Boxing as a foresight case study: betting on the sport’s revival and monetizing attention
Jake explains he anticipated boxing’s resurgence and positioned himself to dominate influencer boxing, then graduate into legitimate competition. He frames fights as a business equation where attention and narrative can pay regardless of win/loss, and discusses why certain matchups de-risk reputation.
Is sport defensible in an AI world? Personalization, synthetic entertainment, and ‘weird’ futures
They debate whether sports become more valuable because humans can’t be replaced by AI—or less valuable because AI enables hyper-personalized games and movies that compete for attention. Jake is bullish but uncertain, emphasizing how entertainment consumption may fragment.
Drive, identity, and the private Jake: family origin story and misunderstood reputation
Jake shares a formative memory from his parents’ divorce and his father’s financial stress as a key driver of his obsession with money and independence. Geoffrey adds that Jake is kinder and more generous than his public persona suggests, highlighting philanthropy and behind-the-scenes support.
Politics, leadership, and power: Trump, democracy vs tech executives, and creator-politicians
Jake addresses whether he’d run for office, expressing reluctance but openness if he felt uniquely needed. They endorse Trump’s leadership style as ‘founder-like’ boldness, then discuss moral responsibility in defense tech and whether unelected tech leaders should decide war policy.
Relationships, mental health, and the addiction to greatness
Jake shares relationship principles: over-contribute (aim to be the ‘60%’), compete playfully in caring, and communicate radically early. He then discusses mental health management practices (breathwork, meditation, psychedelics) and the double-edged nature of high-performance ‘addiction.’
What he’d be #1 at: investing as the lifelong game + fund vision and success metrics
In the closing stretch, Jake chooses investing over boxing or content as his desired domain of world-class mastery, citing longevity and intellectual stimulation. They define success as making LPs wealthy while backing history-shaping founders, and touch on expanding into public markets and broader products.

---

### Prompt 1
Retype the records from the line with "green grass pitch?" to the line with "78,22 -> 89,31", both of those lines included.

Records in a dataset:
---

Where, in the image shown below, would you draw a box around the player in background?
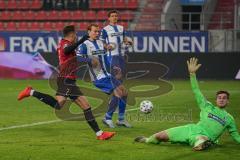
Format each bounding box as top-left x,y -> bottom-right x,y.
18,25 -> 115,140
100,10 -> 132,127
135,58 -> 240,151
77,24 -> 131,128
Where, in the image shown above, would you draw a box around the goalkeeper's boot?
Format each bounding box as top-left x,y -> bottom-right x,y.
134,136 -> 147,143
116,120 -> 132,128
102,118 -> 115,128
193,140 -> 213,151
97,131 -> 116,140
18,86 -> 32,101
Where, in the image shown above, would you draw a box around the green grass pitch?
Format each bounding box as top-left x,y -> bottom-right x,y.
0,80 -> 240,160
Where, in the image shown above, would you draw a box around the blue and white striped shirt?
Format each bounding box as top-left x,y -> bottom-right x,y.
100,24 -> 126,56
77,40 -> 110,81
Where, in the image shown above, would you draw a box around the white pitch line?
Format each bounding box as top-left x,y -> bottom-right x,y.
0,108 -> 138,131
0,119 -> 62,131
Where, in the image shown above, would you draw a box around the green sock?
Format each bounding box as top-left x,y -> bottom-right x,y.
146,134 -> 160,144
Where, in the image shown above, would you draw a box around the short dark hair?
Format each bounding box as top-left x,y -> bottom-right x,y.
216,90 -> 230,99
63,25 -> 75,37
108,10 -> 118,17
87,23 -> 99,31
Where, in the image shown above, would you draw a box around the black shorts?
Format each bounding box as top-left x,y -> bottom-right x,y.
56,77 -> 83,100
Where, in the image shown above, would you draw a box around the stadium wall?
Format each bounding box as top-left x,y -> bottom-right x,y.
39,52 -> 240,80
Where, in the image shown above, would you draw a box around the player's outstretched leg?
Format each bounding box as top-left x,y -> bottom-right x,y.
73,96 -> 116,140
102,95 -> 119,128
114,85 -> 132,128
193,136 -> 214,151
18,86 -> 64,110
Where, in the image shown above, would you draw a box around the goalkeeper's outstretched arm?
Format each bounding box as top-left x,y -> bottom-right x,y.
187,58 -> 207,109
228,117 -> 240,144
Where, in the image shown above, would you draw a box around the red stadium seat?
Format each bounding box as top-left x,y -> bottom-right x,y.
6,22 -> 17,31
66,22 -> 79,30
0,23 -> 5,31
114,0 -> 126,9
47,11 -> 59,20
6,0 -> 18,9
12,11 -> 25,20
70,10 -> 84,20
89,0 -> 102,9
120,11 -> 134,20
102,0 -> 114,9
18,0 -> 30,9
29,0 -> 42,9
0,0 -> 7,9
59,11 -> 72,20
127,0 -> 138,9
0,11 -> 12,20
96,22 -> 103,29
97,10 -> 108,20
29,22 -> 41,31
118,21 -> 128,30
42,22 -> 54,31
55,22 -> 65,31
22,11 -> 35,20
35,11 -> 48,20
84,10 -> 96,20
18,22 -> 28,31
78,22 -> 89,31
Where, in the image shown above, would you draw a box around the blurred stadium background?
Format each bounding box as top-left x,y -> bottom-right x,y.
0,0 -> 240,160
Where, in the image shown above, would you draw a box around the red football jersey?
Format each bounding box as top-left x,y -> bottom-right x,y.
57,39 -> 78,79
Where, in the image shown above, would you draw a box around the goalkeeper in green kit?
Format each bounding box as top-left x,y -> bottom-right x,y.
135,58 -> 240,151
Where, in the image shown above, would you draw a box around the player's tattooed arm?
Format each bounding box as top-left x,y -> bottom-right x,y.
64,35 -> 89,54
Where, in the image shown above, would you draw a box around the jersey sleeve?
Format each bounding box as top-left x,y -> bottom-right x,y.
227,117 -> 240,144
190,74 -> 208,109
77,43 -> 87,55
77,43 -> 91,62
123,28 -> 127,38
100,29 -> 108,43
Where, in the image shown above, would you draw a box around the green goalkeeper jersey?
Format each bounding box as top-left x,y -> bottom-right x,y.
190,74 -> 240,143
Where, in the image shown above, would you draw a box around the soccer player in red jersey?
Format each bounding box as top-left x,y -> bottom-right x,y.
18,25 -> 115,140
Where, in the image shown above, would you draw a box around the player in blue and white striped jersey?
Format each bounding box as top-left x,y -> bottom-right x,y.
100,10 -> 132,127
77,24 -> 131,128
100,10 -> 132,80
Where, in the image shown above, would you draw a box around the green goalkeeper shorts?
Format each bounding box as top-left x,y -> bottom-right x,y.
166,124 -> 208,146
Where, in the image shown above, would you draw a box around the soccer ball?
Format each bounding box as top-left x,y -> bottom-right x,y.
140,100 -> 153,114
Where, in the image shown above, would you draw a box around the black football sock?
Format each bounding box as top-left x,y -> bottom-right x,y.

---

### Prompt 2
List the mental health management practices that Jake discusses in the text about Jake.

### Task output 1
Where, in the image shown above, would you draw a box around the green grass pitch?
Format each bounding box as top-left x,y -> bottom-right x,y.
0,80 -> 240,160
Where, in the image shown above, would you draw a box around the blue and white striped shirt?
Format each bounding box as top-left x,y -> bottom-right x,y.
100,24 -> 126,56
77,40 -> 110,81
Where, in the image shown above, would you draw a box around the white pitch line?
Format each bounding box as top-left x,y -> bottom-right x,y.
0,108 -> 138,131
0,119 -> 62,131
Where, in the image shown above, would you draw a box around the green sock?
Format each bounding box as top-left x,y -> bottom-right x,y.
146,134 -> 160,144
Where, in the image shown above, would you draw a box around the short dark hair?
Format each bounding box as top-left x,y -> bottom-right x,y.
216,90 -> 230,99
63,25 -> 75,37
108,10 -> 118,17
87,23 -> 99,31
Where, in the image shown above, would you draw a box around the black shorts?
Format each bounding box as top-left x,y -> bottom-right x,y.
56,77 -> 83,100
Where, in the image shown above, would you draw a box around the stadium wall?
Format each bounding box as top-left x,y -> bottom-right x,y.
39,52 -> 240,80
Where, in the image shown above, would you draw a box around the player's outstretched leg?
Format each bounding box as top-left x,y -> bottom-right x,y.
73,96 -> 116,140
102,95 -> 119,128
114,85 -> 132,128
193,136 -> 214,151
18,86 -> 64,110
Where, in the image shown above, would you draw a box around the goalkeeper's outstretched arm?
Format each bounding box as top-left x,y -> bottom-right x,y.
187,58 -> 207,109
228,117 -> 240,144
Where, in the image shown above, would you draw a box around the red stadium seat?
Format each bounding box as top-left x,y -> bottom-right x,y.
6,22 -> 17,31
66,22 -> 79,30
0,23 -> 5,31
114,0 -> 126,9
47,11 -> 59,20
6,0 -> 18,9
12,11 -> 25,20
70,10 -> 84,20
89,0 -> 102,9
120,11 -> 134,20
102,0 -> 114,9
18,0 -> 30,9
29,0 -> 42,9
0,0 -> 7,9
59,11 -> 72,20
127,0 -> 138,9
0,11 -> 12,20
96,22 -> 103,29
97,10 -> 108,20
29,22 -> 41,31
118,21 -> 128,30
42,22 -> 54,31
55,22 -> 65,31
22,11 -> 35,20
35,11 -> 48,20
84,10 -> 96,20
18,22 -> 28,31
78,22 -> 89,31

### Task output 2
Breathwork, meditation, psychedelics